Extracted information

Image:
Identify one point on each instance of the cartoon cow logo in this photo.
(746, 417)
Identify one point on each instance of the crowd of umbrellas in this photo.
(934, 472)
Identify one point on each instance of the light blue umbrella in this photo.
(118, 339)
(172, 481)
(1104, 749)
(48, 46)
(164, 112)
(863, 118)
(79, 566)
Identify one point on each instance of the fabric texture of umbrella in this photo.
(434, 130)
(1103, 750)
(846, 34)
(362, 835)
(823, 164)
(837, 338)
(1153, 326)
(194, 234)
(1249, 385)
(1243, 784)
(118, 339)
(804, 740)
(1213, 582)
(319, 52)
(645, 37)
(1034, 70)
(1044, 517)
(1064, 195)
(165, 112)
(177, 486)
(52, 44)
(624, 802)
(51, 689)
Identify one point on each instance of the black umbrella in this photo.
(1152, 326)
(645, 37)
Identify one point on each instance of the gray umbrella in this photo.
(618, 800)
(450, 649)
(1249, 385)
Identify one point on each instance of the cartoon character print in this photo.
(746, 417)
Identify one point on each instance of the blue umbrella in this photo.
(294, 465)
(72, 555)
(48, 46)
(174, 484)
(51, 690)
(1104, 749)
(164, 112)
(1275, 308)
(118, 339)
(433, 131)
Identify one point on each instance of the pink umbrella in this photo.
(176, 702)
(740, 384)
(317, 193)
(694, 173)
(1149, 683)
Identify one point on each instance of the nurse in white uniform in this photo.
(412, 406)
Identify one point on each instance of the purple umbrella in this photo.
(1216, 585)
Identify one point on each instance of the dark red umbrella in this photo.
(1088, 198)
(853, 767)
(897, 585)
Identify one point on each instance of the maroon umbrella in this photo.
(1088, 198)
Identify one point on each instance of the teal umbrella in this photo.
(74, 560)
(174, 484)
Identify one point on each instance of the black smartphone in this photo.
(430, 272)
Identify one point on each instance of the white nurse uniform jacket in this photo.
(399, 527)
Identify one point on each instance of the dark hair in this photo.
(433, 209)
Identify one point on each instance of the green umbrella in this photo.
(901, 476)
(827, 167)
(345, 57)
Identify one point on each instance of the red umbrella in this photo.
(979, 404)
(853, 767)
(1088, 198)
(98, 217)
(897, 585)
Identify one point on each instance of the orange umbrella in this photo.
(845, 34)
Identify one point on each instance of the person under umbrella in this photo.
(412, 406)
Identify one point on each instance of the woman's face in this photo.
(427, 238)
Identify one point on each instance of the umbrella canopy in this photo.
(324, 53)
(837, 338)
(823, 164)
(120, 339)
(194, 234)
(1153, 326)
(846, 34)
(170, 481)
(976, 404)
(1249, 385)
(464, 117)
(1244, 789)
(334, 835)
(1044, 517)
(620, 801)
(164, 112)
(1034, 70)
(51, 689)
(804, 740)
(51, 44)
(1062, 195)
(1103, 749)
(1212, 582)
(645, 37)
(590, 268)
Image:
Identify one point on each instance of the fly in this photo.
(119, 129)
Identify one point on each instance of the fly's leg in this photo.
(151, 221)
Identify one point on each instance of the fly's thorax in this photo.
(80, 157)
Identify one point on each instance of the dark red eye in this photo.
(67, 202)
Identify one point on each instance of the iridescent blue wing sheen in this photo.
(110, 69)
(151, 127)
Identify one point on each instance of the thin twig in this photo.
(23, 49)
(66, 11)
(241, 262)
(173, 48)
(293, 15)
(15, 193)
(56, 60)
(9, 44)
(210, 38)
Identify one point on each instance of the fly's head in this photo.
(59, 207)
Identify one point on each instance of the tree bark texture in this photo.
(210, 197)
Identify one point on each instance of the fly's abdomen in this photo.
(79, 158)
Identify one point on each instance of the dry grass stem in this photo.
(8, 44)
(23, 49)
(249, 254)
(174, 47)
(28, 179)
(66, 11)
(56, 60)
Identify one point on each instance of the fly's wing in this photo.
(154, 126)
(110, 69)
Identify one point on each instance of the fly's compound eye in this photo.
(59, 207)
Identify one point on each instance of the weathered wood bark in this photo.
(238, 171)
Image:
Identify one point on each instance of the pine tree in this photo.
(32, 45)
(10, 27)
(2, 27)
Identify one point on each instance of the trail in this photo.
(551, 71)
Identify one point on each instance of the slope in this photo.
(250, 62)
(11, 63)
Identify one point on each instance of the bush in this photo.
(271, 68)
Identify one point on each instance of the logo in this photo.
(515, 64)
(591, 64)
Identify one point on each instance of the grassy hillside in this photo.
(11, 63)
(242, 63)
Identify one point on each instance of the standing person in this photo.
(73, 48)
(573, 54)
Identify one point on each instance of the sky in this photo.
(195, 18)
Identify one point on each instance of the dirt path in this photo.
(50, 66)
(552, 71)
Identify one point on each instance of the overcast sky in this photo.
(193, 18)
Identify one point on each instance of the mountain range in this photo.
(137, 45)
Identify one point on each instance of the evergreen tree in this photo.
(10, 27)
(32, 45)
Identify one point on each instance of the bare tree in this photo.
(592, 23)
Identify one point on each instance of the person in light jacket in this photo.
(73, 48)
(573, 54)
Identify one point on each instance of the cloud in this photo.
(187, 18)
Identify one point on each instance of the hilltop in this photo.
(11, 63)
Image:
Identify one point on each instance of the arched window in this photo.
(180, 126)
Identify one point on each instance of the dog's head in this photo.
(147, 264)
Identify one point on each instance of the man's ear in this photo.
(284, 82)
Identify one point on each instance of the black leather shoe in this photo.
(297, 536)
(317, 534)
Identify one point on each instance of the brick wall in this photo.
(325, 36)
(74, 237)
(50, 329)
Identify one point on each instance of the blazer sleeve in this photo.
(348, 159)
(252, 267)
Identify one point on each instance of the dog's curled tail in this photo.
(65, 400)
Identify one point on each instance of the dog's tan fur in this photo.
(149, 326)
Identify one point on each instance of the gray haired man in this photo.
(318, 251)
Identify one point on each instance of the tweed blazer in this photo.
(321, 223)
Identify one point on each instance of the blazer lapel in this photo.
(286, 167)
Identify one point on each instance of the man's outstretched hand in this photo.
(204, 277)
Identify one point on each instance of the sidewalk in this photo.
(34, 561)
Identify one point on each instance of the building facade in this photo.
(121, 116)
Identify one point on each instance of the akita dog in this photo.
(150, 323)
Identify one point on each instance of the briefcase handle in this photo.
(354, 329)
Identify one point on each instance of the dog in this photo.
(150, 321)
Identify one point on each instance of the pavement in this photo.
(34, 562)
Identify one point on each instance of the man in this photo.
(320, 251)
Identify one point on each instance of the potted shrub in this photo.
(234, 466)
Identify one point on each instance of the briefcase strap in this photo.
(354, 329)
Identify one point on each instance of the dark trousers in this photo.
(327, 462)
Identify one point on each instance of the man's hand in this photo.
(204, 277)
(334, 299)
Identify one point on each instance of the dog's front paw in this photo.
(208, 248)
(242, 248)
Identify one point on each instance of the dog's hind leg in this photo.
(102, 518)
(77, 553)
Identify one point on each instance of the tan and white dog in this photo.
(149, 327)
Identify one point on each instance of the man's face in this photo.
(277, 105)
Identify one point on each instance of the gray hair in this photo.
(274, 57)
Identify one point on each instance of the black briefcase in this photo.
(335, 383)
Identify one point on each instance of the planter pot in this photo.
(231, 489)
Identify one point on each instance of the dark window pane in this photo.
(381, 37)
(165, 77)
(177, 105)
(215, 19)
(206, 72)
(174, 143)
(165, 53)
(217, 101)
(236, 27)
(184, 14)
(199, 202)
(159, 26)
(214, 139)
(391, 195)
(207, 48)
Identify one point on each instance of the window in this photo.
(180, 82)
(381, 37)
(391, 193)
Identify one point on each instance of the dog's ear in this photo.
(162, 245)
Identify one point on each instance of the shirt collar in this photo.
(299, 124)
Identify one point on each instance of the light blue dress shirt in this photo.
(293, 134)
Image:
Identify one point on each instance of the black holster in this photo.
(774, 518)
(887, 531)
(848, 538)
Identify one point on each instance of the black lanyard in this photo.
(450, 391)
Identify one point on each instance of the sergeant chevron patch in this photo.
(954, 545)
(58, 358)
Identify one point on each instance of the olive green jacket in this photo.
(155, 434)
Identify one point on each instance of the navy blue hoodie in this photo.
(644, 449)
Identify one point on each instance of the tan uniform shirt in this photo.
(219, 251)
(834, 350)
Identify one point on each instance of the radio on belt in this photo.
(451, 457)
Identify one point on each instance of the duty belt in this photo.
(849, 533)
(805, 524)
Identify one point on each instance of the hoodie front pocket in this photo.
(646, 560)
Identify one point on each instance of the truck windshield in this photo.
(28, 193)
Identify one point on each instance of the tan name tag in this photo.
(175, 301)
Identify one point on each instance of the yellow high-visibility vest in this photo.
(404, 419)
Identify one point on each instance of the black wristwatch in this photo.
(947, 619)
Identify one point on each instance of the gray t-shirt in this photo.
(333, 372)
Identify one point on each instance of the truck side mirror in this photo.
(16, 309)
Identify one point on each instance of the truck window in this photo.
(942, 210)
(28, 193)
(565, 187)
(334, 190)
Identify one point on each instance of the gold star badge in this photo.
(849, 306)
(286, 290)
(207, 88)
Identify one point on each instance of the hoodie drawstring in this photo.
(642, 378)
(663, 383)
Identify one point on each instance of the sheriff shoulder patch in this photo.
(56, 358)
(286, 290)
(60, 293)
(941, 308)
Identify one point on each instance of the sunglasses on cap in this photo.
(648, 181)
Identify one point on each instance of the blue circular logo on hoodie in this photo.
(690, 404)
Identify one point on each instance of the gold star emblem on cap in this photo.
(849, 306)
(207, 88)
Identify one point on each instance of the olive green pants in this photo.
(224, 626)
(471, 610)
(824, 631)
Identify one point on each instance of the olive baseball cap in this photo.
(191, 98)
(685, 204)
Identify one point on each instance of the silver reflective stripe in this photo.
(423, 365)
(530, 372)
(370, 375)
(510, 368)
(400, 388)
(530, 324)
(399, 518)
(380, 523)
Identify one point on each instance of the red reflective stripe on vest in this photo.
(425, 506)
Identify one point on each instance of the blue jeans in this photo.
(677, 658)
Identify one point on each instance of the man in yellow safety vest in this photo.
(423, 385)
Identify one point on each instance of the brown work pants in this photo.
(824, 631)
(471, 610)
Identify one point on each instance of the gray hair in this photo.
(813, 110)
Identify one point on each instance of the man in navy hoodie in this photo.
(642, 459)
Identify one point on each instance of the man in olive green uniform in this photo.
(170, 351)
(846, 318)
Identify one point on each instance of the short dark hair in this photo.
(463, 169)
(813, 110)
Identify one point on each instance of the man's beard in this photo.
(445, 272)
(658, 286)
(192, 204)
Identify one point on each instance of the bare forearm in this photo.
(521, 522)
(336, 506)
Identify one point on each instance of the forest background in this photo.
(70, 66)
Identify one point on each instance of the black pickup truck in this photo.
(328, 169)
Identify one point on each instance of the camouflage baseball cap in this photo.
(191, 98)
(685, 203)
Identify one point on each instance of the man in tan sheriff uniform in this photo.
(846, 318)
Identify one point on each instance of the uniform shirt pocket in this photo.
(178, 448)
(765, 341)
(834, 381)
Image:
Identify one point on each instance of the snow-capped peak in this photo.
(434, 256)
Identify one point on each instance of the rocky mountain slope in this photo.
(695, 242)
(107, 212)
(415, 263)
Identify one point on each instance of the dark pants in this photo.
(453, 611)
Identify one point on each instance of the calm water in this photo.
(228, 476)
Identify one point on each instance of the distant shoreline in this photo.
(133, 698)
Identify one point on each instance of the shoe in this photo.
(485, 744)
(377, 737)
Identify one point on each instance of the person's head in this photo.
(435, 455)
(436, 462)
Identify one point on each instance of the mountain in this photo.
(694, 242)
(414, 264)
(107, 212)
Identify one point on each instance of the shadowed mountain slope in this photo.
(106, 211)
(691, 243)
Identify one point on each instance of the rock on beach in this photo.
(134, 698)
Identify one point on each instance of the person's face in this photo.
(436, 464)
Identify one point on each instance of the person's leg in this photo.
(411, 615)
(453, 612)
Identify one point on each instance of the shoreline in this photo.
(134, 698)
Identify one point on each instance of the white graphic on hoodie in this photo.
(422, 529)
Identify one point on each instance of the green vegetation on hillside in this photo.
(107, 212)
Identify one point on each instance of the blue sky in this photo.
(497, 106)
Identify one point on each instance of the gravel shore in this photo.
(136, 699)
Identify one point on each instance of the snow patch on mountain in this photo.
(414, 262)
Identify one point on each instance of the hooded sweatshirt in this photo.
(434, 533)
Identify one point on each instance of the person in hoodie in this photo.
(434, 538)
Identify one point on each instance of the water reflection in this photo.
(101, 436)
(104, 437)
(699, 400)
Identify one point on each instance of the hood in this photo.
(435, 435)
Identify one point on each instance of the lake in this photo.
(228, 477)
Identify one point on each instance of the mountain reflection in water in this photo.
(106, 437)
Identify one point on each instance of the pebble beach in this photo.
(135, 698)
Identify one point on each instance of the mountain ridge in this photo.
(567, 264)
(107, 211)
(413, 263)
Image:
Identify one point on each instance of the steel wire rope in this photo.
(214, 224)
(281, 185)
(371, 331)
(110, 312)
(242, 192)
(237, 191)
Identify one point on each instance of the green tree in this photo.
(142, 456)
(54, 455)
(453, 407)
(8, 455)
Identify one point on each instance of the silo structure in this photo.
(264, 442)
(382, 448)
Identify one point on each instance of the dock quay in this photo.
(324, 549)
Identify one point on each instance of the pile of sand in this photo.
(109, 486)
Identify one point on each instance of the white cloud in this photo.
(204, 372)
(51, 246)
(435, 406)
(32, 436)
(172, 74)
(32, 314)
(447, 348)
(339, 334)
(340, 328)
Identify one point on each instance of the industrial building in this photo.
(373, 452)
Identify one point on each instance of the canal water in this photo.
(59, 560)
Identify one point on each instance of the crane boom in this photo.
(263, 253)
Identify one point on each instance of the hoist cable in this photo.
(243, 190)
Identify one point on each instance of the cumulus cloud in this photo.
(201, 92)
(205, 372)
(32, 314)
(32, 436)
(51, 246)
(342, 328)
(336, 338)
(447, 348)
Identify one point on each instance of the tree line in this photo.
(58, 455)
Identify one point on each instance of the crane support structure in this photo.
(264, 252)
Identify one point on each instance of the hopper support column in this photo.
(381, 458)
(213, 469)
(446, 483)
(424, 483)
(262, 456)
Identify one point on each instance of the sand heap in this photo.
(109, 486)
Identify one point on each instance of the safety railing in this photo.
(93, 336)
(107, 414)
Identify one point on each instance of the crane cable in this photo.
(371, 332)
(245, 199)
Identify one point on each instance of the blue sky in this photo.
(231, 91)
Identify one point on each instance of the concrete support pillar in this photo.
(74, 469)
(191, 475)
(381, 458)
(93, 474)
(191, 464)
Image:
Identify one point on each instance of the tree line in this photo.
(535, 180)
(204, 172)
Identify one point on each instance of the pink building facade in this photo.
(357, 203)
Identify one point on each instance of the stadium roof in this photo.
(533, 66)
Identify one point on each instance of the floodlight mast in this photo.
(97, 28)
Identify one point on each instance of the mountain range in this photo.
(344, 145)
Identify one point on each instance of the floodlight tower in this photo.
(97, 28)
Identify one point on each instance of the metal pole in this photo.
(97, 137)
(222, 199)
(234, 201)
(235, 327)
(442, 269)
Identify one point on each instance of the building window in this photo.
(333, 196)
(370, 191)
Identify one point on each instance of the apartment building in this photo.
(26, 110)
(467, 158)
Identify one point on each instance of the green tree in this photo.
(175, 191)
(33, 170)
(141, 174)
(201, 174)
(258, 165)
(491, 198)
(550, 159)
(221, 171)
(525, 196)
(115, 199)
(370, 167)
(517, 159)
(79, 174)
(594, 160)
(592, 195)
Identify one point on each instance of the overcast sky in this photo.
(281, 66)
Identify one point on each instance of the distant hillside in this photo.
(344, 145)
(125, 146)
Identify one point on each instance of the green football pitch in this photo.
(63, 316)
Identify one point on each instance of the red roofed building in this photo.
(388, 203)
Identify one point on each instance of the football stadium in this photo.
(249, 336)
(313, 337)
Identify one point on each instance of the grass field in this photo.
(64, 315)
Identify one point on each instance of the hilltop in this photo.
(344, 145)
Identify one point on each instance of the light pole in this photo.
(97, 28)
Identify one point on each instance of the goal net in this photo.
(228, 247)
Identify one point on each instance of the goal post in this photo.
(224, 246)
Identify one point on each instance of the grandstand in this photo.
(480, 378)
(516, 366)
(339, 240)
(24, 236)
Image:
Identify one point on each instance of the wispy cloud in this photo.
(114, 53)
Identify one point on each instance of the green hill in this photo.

Stated exercise
Put the lines above, from the first one through the line containing "(1149, 683)", into a Markdown table with the columns Number and Text. Give each line its own numbered row and leave out any blank lines.

Task output
| Number | Text |
|---|---|
| 1 | Image: |
| 2 | Identify one point on each instance of the cartoon cow logo in this photo. |
| 3 | (746, 417) |
| 4 | Identify one point on each instance of the crowd of umbrellas in this photo. |
| 5 | (934, 472) |
| 6 | Identify one point on each instance of the light blue umbrella in this photo. |
| 7 | (118, 339) |
| 8 | (172, 481) |
| 9 | (1104, 749) |
| 10 | (48, 46) |
| 11 | (164, 112) |
| 12 | (863, 118) |
| 13 | (79, 566) |
| 14 | Identify one point on each instance of the fabric texture of umbrella in this photo. |
| 15 | (434, 130) |
| 16 | (1103, 750) |
| 17 | (846, 34) |
| 18 | (362, 835) |
| 19 | (823, 164) |
| 20 | (837, 338) |
| 21 | (1153, 326) |
| 22 | (194, 234) |
| 23 | (1249, 385) |
| 24 | (1243, 784) |
| 25 | (118, 339) |
| 26 | (804, 740) |
| 27 | (1213, 582) |
| 28 | (319, 52) |
| 29 | (645, 37) |
| 30 | (1034, 70) |
| 31 | (1044, 517) |
| 32 | (1064, 195) |
| 33 | (165, 112) |
| 34 | (177, 486) |
| 35 | (52, 44) |
| 36 | (624, 802) |
| 37 | (51, 689) |
| 38 | Identify one point on each instance of the black umbrella in this photo. |
| 39 | (1152, 326) |
| 40 | (645, 37) |
| 41 | Identify one point on each instance of the gray umbrella in this photo. |
| 42 | (618, 800) |
| 43 | (450, 649) |
| 44 | (1249, 385) |
| 45 | Identify one point on each instance of the cartoon character print in this photo. |
| 46 | (746, 417) |
| 47 | Identify one point on each instance of the blue umbrella in this photo. |
| 48 | (294, 465) |
| 49 | (72, 555) |
| 50 | (48, 46) |
| 51 | (174, 484) |
| 52 | (51, 690) |
| 53 | (1104, 749) |
| 54 | (164, 112) |
| 55 | (1275, 308) |
| 56 | (118, 339) |
| 57 | (433, 131) |
| 58 | Identify one point on each instance of the pink umbrella in this photo. |
| 59 | (176, 702) |
| 60 | (740, 384) |
| 61 | (317, 193) |
| 62 | (694, 173) |
| 63 | (1149, 683) |